Exercise objective
Gather each line below that contains the word "straw" and copy it out in full.

Given data
- - - -

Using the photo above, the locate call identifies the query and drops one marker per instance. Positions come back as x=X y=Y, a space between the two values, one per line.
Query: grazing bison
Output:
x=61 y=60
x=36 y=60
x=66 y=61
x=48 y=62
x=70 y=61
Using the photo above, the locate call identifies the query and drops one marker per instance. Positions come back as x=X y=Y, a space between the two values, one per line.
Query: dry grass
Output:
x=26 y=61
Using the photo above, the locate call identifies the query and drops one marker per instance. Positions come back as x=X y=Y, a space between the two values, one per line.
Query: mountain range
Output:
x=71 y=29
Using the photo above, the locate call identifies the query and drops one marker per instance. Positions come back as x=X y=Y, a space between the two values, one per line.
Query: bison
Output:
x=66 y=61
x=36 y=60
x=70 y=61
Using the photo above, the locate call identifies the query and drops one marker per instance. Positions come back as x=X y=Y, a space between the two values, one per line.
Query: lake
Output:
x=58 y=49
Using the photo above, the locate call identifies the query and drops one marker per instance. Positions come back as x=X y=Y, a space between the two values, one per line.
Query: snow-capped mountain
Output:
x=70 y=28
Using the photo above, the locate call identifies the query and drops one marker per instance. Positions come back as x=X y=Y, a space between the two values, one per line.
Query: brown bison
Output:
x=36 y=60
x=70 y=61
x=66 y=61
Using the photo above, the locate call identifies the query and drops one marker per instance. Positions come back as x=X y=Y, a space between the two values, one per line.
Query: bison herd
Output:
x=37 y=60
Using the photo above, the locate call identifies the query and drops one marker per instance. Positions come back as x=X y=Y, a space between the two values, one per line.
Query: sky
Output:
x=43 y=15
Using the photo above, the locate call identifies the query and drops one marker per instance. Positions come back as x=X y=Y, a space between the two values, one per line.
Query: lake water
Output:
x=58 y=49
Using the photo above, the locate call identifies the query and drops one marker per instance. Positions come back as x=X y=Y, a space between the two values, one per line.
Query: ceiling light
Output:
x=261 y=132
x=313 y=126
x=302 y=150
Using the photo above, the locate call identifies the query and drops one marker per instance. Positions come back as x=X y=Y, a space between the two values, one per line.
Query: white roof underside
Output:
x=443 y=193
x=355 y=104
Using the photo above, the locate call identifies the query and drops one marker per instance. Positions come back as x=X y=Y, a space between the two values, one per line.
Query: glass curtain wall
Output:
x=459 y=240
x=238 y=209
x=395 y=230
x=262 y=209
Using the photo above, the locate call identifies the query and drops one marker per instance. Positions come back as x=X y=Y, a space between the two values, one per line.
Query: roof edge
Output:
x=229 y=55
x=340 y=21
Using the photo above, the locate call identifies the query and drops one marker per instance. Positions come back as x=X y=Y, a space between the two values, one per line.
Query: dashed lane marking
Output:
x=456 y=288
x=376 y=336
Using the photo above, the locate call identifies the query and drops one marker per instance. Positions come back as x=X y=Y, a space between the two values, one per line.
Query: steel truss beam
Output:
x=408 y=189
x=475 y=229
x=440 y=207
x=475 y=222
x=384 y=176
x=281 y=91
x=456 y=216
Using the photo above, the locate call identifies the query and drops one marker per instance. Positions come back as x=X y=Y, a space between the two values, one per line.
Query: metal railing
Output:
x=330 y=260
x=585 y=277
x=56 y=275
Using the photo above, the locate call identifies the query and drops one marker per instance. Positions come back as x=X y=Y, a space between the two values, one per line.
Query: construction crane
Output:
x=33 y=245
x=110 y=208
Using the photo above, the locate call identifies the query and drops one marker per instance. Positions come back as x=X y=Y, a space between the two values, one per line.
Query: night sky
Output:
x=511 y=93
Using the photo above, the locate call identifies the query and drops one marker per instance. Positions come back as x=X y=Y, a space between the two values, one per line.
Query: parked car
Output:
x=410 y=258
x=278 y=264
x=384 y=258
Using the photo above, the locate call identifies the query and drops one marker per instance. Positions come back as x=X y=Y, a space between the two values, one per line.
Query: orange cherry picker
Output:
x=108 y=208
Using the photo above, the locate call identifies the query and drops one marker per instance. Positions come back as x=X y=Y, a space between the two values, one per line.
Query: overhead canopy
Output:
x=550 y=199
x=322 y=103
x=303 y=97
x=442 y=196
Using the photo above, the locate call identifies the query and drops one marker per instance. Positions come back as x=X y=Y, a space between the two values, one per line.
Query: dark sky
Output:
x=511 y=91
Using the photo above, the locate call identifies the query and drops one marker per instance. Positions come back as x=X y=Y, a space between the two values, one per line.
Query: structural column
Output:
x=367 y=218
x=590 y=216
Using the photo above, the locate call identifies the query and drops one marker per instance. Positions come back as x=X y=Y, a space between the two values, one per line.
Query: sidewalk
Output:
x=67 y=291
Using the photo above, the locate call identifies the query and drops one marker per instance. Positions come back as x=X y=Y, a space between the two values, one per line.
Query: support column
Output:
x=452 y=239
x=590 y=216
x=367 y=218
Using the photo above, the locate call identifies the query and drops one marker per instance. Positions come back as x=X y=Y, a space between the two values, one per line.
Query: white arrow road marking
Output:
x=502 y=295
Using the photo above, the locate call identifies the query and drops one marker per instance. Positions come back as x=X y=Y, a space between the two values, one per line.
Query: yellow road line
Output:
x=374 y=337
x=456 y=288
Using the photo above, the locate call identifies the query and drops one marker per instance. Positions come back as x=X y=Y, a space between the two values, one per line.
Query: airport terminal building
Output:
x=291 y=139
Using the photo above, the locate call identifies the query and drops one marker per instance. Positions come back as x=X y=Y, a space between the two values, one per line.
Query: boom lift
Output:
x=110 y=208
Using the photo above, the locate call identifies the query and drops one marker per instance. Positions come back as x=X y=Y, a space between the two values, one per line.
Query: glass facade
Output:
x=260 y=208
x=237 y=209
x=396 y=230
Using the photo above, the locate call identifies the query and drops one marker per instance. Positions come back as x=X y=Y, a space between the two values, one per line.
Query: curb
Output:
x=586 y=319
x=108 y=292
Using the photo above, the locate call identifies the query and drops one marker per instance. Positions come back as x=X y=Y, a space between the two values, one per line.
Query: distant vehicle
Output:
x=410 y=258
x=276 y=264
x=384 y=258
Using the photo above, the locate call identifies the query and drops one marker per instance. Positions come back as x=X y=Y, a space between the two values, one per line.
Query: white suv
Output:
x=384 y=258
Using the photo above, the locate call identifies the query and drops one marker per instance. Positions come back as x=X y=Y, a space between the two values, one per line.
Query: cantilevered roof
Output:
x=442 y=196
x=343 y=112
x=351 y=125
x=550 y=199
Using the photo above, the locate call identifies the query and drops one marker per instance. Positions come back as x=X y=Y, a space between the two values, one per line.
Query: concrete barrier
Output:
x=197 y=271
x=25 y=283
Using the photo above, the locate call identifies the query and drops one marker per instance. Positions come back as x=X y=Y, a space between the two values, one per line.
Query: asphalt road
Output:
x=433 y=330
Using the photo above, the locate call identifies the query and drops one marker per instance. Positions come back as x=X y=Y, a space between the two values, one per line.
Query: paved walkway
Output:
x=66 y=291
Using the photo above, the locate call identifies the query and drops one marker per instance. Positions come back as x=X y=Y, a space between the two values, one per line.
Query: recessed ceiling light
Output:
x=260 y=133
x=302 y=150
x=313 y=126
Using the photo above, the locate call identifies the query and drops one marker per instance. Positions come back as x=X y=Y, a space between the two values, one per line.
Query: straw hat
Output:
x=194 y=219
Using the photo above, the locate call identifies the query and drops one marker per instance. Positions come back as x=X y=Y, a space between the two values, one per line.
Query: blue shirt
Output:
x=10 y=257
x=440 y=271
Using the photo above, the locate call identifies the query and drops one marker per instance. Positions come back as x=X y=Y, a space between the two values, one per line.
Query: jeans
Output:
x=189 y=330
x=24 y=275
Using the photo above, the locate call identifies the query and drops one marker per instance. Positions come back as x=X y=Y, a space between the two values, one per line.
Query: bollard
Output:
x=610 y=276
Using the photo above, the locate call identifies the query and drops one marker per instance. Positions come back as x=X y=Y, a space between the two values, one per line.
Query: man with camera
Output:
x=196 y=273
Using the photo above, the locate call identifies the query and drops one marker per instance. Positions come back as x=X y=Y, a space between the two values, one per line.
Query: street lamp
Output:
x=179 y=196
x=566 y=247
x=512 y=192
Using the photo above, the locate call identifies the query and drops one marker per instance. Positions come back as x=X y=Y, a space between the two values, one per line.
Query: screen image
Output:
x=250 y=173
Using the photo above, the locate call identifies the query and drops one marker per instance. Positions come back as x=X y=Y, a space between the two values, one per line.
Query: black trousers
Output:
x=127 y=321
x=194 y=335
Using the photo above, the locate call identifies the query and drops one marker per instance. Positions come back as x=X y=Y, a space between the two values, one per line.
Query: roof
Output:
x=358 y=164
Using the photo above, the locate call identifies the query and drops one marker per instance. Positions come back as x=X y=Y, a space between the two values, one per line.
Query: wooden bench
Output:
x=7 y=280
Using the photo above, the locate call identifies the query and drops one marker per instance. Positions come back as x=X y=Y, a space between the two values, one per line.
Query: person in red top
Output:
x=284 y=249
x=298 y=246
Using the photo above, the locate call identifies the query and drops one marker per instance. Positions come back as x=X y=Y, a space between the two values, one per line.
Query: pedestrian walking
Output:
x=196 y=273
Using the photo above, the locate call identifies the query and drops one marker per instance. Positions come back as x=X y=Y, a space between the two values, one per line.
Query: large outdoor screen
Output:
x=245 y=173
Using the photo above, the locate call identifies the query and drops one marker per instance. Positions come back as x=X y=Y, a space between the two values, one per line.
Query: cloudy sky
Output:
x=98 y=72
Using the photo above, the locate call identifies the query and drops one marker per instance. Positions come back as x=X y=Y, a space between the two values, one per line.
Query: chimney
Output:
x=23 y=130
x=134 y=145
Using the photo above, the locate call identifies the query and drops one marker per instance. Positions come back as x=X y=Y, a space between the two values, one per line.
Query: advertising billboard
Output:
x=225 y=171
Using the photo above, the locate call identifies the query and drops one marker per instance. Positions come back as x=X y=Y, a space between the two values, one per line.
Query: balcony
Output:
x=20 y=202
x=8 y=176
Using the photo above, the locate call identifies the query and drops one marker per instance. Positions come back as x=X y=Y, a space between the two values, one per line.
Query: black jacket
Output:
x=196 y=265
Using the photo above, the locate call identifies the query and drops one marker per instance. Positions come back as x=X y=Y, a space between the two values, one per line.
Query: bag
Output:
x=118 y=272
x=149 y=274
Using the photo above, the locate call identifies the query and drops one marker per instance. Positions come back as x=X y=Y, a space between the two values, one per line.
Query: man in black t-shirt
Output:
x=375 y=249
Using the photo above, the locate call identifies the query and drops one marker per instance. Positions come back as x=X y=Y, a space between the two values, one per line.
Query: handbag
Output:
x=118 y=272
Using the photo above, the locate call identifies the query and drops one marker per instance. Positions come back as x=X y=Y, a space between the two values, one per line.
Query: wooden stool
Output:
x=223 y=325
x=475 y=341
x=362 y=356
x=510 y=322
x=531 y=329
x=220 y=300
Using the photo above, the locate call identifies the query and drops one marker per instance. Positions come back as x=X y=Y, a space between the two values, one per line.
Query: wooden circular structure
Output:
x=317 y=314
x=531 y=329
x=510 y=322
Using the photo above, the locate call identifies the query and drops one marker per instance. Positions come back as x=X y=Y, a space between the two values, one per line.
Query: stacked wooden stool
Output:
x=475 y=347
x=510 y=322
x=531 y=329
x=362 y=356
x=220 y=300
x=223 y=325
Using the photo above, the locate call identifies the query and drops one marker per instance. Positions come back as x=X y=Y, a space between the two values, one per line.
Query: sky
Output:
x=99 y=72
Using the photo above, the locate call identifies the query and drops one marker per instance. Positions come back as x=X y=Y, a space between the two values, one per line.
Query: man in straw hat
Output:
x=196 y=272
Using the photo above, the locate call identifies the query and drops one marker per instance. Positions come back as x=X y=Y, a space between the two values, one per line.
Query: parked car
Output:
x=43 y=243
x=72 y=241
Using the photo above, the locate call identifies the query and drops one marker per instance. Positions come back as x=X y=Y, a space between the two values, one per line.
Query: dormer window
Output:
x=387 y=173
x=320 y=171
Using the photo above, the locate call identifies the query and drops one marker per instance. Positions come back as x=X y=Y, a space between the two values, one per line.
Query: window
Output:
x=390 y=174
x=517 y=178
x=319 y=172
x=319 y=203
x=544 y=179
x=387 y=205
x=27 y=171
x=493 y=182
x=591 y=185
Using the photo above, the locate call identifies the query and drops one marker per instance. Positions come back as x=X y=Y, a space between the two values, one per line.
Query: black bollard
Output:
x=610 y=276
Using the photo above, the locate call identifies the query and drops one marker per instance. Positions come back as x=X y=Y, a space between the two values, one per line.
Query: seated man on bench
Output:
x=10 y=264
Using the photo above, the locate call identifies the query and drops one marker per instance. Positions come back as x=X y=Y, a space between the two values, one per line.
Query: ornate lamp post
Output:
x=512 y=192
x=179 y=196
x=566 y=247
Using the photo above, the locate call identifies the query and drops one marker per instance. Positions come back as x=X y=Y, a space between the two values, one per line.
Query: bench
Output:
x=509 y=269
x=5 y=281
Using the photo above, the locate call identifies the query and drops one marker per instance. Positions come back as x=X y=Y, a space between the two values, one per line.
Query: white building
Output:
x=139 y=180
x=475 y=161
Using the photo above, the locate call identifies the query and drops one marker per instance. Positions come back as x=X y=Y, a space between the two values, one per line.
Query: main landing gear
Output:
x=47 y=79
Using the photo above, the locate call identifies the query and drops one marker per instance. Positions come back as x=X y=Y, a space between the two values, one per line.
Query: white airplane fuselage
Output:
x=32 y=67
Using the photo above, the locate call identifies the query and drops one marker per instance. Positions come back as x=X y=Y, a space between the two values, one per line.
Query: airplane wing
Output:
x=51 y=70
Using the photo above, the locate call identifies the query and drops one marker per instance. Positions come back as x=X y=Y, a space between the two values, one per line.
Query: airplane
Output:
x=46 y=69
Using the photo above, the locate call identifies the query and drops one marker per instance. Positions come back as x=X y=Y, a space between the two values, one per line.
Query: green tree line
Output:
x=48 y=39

- - - -

Solution for this task
Query: straw hat
Query: man in straw hat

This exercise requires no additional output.